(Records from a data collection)
* start *
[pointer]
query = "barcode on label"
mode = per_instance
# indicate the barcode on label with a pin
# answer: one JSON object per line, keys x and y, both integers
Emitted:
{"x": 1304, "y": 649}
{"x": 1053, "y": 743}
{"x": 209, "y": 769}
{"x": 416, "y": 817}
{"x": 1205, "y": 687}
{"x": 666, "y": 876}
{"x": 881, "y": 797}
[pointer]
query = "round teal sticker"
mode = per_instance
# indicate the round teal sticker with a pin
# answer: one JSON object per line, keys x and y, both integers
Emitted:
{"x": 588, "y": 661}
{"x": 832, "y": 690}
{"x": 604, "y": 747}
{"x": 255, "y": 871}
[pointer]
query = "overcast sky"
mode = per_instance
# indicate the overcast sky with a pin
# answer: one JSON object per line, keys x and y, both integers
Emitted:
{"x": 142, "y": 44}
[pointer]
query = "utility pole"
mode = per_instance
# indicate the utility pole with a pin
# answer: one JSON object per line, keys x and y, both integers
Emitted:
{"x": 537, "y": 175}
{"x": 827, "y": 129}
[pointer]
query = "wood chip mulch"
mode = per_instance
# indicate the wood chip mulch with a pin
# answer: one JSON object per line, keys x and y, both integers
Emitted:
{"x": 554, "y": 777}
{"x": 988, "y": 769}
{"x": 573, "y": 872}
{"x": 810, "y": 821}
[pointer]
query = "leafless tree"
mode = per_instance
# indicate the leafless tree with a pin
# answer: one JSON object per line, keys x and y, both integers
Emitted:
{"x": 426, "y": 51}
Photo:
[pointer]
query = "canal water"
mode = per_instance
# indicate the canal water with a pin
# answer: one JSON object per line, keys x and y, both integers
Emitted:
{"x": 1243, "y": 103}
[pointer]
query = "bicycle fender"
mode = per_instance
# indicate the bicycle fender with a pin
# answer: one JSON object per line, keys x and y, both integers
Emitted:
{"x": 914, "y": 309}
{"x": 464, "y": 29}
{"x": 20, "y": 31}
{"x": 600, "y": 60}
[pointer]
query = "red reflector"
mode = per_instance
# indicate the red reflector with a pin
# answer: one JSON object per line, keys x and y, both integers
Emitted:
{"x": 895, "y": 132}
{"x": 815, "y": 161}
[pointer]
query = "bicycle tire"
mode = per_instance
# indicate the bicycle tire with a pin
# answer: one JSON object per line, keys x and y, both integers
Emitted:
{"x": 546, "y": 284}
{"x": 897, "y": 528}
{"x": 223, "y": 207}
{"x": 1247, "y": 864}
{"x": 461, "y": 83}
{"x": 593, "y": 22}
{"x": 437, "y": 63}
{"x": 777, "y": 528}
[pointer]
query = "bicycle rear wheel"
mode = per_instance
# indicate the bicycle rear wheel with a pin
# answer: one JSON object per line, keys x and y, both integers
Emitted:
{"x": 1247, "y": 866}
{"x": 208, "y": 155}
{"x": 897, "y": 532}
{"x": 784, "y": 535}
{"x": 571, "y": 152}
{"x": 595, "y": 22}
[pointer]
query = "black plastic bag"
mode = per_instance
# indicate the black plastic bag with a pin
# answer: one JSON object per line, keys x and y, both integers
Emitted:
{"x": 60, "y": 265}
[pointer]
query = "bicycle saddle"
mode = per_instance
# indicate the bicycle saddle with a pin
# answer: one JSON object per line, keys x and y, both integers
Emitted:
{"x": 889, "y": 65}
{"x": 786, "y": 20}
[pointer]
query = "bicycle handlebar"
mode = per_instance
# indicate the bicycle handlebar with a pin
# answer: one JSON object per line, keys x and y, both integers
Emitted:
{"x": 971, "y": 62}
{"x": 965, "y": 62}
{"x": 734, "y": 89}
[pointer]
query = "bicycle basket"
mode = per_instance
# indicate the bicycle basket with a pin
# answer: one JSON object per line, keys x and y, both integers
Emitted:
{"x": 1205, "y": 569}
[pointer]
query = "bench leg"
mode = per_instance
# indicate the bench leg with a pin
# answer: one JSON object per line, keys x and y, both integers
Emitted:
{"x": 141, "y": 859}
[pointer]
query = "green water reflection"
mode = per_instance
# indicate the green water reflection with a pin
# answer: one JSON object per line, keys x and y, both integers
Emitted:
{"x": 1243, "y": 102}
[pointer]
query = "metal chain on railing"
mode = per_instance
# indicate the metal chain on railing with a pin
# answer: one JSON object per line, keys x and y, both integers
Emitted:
* end *
▸ WRITTEN INSTRUCTION: Exactly reproduce all of the entries above.

▸ COMPLETED EXERCISE:
[pointer]
query = "barcode on label"
mode = per_instance
# indicate the barcode on label with a pin
# answer: one JSON object per line, keys x and y, both integers
Emitted:
{"x": 1304, "y": 649}
{"x": 1053, "y": 743}
{"x": 209, "y": 769}
{"x": 416, "y": 817}
{"x": 1205, "y": 687}
{"x": 666, "y": 876}
{"x": 881, "y": 797}
[pointer]
query = "round teal sticker"
mode = per_instance
# indicate the round teal sticker with a pin
# answer: one JSON object per line, keys x and y, both integers
Emitted:
{"x": 588, "y": 661}
{"x": 832, "y": 690}
{"x": 604, "y": 747}
{"x": 255, "y": 871}
[pointer]
query = "overcast sky"
mode = per_instance
# indicate the overcast sky with a pin
# answer: one JSON object per line, keys x and y, both integers
Emitted:
{"x": 142, "y": 44}
[pointer]
query = "utility pole"
mode = per_instance
# indicate the utility pole with a pin
# answer: one JSON object per line, keys x and y, both integers
Emitted:
{"x": 537, "y": 175}
{"x": 827, "y": 129}
[pointer]
query = "wood chip mulch"
mode = per_instance
# indicate the wood chip mulch with a pin
# answer: one JSON object per line, keys x and y, both integers
Emitted:
{"x": 554, "y": 777}
{"x": 988, "y": 769}
{"x": 573, "y": 872}
{"x": 810, "y": 821}
[pointer]
query = "leafless tree"
mode = per_instance
# indicate the leafless tree with a pin
# answer: one JSON object per line, keys x and y, both integers
Emitted:
{"x": 426, "y": 51}
Photo:
[pointer]
query = "canal water"
mode = per_instance
# indicate the canal water with a pin
# answer: one JSON object per line, keys x and y, both integers
Emitted:
{"x": 1243, "y": 103}
[pointer]
query = "bicycle fender"
mode = per_instance
# indicate the bicycle fender with a pin
# answer: one JSON object per line, keys x and y, both integers
Emitted:
{"x": 914, "y": 309}
{"x": 464, "y": 29}
{"x": 20, "y": 31}
{"x": 600, "y": 60}
[pointer]
query = "red reflector"
mode = per_instance
# indicate the red reflector with a pin
# answer: one JSON object per line, keys x and y, both integers
Emitted:
{"x": 895, "y": 132}
{"x": 815, "y": 161}
[pointer]
query = "bicycle tire"
mode = per_instance
# indicate the bicycle tire with a pin
# answer: one JSON object per line, keys x and y, both integers
Emitted:
{"x": 546, "y": 284}
{"x": 897, "y": 528}
{"x": 223, "y": 207}
{"x": 1247, "y": 864}
{"x": 461, "y": 83}
{"x": 593, "y": 22}
{"x": 437, "y": 63}
{"x": 777, "y": 528}
[pointer]
query = "bicycle rear wheel"
mode = per_instance
# indicate the bicycle rear wheel with a pin
# answer: one JSON object per line, keys x and y, both integers
Emitted:
{"x": 1247, "y": 866}
{"x": 208, "y": 155}
{"x": 897, "y": 532}
{"x": 784, "y": 535}
{"x": 571, "y": 152}
{"x": 595, "y": 22}
[pointer]
query = "black plastic bag"
mode = per_instance
# indicate the black plastic bag with a pin
# answer: one JSON object per line, keys x and y, both integers
Emitted:
{"x": 60, "y": 265}
[pointer]
query = "bicycle saddle"
mode = per_instance
# indicate the bicycle saddle with a pin
# answer: one JSON object per line, keys x and y, both integers
Emitted:
{"x": 889, "y": 65}
{"x": 786, "y": 20}
[pointer]
query = "bicycle handlebar"
mode = per_instance
# indicate the bicycle handlebar with a pin
# answer: one JSON object per line, keys x and y, both integers
Emitted:
{"x": 971, "y": 62}
{"x": 965, "y": 62}
{"x": 734, "y": 89}
[pointer]
query = "bicycle basket"
mode = per_instance
# indicate the bicycle basket with a pin
# answer: one JSON object per line, keys x and y, both integers
Emitted:
{"x": 1205, "y": 569}
[pointer]
query = "bench leg"
mode = per_instance
# indicate the bench leg with a pin
# answer: one JSON object per line, keys x and y, both integers
Emitted:
{"x": 141, "y": 859}
[pointer]
query = "green water reflection"
mode = per_instance
# indicate the green water reflection with a pin
# answer: one JSON object per line, keys x and y, both integers
Emitted:
{"x": 1243, "y": 102}
[pointer]
query = "metal chain on railing"
mode = per_instance
# indicate the metal chain on railing with a pin
# answer: one JSON object per line, keys x and y, both integers
Emitted:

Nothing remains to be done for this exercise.